* [What the exercise asks]:
Rewrite every line of the data below, requests included, and multiply each pixel coordinate in the answers by 0.75, rounding to the nearest whole number with halves rounded up; the sample output values in the requests stay unchanged. Leave the pictures out of your version.

# # # # #

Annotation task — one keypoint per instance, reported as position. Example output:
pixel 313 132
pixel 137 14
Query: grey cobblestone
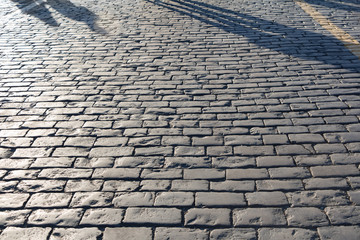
pixel 189 119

# # # # #

* [Right answer]:
Annotation task — one keypoint per instance, reported as position. Example output:
pixel 313 132
pixel 137 14
Query: grey cobblestone
pixel 142 89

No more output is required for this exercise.